Start Selected excerpt

EF Database Initialization Strategies

EntityFramework comes with a set of default initialization strategies. Without any configuration, it is set up as ‘Create if schema does not exist’. You can explicitly specify it in the DB Context class by overriding the OnModelCreating method as follows:
on-model-creating
In this strategy, EF creates the Database if it doesn’t find it. Once created, it will not update the schema unless you drop and recreate again (Yes, Migrations will update without a DB drop, but for now we are not looking at Migrations).
To test the Default strategy, let’s drop our data from our Database and Run the application. As we try to Navigate to the BlogPost index, we will get re-directed to the Login Page. Once we register, if we go back and check the DB the new database would have been created.
Next, login and navigate to BlogPost. Once you are at the Index page, if you refresh the database schema we will see the BlogPost table has been re-created.

Strategy to keep up with rapid changes during prototyping

So far so good, we are fine with our automatic schema setup. However in prototyping stage, we will be adding/modifying and deleting schema elements. In such a case, CreateDatabaseIfNotExists becomes a hindrance because if you don’t drop the database manually, it will throw an InvalidOperationException complaining that the backend has changed.

End Selected excerpt

## [Goals]
1. Quote the passage on Entity Framework database initialization from "Next, login and" to "has been re-created.".
2. Pick up the passage on Entity Framework database initialization where it stops, and keep writing it.
The listing that follows has nothing to do with the work here.

Start Dataset records

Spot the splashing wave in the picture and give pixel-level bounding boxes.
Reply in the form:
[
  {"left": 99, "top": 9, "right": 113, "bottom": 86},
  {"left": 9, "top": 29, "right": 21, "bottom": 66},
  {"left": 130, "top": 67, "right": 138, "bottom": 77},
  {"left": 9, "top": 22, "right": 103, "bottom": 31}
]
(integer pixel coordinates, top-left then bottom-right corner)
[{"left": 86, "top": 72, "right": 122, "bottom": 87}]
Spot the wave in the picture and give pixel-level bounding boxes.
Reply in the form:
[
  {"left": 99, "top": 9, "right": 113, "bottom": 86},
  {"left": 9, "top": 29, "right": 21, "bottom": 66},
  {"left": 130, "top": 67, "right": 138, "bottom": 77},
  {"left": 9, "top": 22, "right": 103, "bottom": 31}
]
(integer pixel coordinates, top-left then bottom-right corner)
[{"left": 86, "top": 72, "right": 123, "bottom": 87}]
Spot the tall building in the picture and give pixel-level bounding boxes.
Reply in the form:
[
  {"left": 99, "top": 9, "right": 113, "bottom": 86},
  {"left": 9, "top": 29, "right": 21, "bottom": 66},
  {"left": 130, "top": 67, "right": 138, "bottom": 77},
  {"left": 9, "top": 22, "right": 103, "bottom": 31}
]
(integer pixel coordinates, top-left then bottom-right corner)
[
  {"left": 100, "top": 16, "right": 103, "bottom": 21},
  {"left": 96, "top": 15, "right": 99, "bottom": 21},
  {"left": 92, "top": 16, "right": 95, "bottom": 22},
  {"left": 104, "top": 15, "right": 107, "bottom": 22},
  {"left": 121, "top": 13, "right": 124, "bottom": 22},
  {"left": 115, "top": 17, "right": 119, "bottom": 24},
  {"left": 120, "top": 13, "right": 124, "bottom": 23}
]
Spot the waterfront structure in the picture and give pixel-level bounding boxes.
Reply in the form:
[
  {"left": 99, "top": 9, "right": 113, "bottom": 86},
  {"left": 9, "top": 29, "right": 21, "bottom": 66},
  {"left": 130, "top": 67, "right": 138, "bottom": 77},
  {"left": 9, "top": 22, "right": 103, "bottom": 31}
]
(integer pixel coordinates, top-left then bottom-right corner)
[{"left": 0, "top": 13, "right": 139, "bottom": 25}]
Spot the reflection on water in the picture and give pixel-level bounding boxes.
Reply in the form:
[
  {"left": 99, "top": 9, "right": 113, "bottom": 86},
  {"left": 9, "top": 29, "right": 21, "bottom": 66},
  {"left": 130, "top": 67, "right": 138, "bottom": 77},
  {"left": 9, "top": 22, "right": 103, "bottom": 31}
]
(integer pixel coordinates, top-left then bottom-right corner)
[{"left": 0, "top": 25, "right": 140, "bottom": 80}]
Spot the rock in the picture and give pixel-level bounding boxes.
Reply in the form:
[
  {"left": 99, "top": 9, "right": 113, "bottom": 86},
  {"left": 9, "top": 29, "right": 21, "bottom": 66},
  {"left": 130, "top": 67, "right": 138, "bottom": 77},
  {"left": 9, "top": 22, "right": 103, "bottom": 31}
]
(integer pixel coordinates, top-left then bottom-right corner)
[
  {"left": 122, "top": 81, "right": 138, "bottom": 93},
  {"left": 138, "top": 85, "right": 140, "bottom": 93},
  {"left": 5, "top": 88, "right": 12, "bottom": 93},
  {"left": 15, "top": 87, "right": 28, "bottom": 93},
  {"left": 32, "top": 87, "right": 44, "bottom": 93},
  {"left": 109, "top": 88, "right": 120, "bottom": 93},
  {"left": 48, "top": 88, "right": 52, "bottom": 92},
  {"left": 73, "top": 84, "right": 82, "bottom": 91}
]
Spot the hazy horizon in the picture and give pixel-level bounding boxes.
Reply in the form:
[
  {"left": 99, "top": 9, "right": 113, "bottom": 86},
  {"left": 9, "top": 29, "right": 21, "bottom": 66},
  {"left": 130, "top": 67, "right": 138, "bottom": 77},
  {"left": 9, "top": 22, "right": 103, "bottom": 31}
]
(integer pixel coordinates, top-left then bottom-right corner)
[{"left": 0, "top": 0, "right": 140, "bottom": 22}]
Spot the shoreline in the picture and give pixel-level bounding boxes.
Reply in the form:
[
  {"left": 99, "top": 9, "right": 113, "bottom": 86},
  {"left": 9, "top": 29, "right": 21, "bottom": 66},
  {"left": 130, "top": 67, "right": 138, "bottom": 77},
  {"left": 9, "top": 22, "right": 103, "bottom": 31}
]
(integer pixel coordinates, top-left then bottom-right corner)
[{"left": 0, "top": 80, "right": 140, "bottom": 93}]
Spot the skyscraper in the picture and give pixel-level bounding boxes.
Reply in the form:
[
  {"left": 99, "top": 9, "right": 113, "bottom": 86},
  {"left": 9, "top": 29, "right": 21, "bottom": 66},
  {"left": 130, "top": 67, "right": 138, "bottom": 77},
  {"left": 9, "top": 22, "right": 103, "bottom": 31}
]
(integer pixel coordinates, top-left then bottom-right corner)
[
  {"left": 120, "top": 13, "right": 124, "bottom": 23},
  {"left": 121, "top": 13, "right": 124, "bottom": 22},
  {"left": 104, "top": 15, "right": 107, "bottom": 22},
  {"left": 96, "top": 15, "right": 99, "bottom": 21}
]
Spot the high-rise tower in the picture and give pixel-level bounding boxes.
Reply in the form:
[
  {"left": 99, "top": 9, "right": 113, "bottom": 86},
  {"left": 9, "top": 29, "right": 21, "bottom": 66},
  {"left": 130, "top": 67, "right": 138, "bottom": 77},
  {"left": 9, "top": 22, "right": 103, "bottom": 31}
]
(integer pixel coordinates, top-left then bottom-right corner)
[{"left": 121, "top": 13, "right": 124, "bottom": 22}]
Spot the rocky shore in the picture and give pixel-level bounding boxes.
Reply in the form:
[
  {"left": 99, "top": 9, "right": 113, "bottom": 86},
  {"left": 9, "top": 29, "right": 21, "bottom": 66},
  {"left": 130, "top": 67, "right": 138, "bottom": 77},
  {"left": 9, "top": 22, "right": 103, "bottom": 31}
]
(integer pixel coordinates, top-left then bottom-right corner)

End Dataset records

## [Per-task answers]
1.
Next, login and navigate to BlogPost. Once you are at the Index page, if you refresh the database schema we will see the BlogPost table has been re-created.

2.
exception-on-model-change
Thus to keep up with rapid changes in Schema during development, we change the strategy to DropCreateDatabaseIfModelChanges strategy
drop-and-create-strategy
Now when EF detects a change in Model, it will drop the DB and create the schema again. Remember NO data will be saved.

Connection String and Schema Names

If we look at the constructor of the MVC Tooling generated EfDeploySampleContext, we will notice a string parameter that corresponds to the name of the connection string in the web.config.
ef-deploy-sample-context-constructor
As a part of clean setup, it is recommended that the connection string be passed into DB context via the constructor.
Next important thing is to pass the schema name. We often take access to ‘dbo’ for granted, but some hosting providers do not provide us with dbo access. If we come across such a scenario, we have to do additional mapping between entities and the tables.
To handle these two configurations, we update our EfDeploySampleContext constructor by passing the connectionName and schemaName parameters. We then pass the connection name to the base DBContext and use the schema name to map our entities to the tables in DB explicitly.
updated-ef-deploy-sample-context
As highlighted above, the default constructor has been modified to take in the two parameters and a guard clause ensures that if the parameters are not present, the instantiation throws an exception.
To match the above changes, we have to update our controllers so that we can pass these new values. To keep the schema Name configurable, we will add a key in the AppSetting section of our Web.Config and pass that value into the DbContext’s constructor.
Our DbContext initialization code in the controllers would then look as follows
changes-to-db-context-instantiation

Going Live

With all the above changes we are almost set to go live. The only two things remain
1. Update the DropCreateDatabaseIfModelChanges strategy back to null. This way EntityFramework will not try to make any changes to the DB
set-initializer-strategy-to-null
2. Next use Management Studio Tasks to extract the DB Schema as a SQL script.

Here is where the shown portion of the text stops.